(Material provided)

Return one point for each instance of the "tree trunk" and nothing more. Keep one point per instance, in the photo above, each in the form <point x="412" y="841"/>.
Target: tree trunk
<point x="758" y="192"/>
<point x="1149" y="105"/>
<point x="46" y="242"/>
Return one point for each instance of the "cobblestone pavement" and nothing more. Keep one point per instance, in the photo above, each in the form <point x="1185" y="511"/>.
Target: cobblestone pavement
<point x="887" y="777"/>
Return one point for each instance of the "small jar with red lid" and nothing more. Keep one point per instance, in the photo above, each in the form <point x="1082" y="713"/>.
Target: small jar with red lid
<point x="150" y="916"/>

(End Material provided)

- [Work item]:
An exact restatement of the data above is required.

- [Finished task]:
Return one point for each instance of the "tree trunk" and nothing more. Keep one point per instance, in the photo above, each in the form <point x="412" y="841"/>.
Target: tree trunk
<point x="758" y="192"/>
<point x="1149" y="105"/>
<point x="46" y="242"/>
Return one point for each instance of the "cobblestone pavement" and nothing more. Keep one point per instance, in the photo above, each in the form <point x="1185" y="511"/>.
Target: cobblestone pavement
<point x="887" y="777"/>
Return one point for each instance of the "small jar with red lid" and nothing more. Keep one point per instance, in the photo above, each in the form <point x="1082" y="713"/>.
Target: small jar with red lid
<point x="150" y="916"/>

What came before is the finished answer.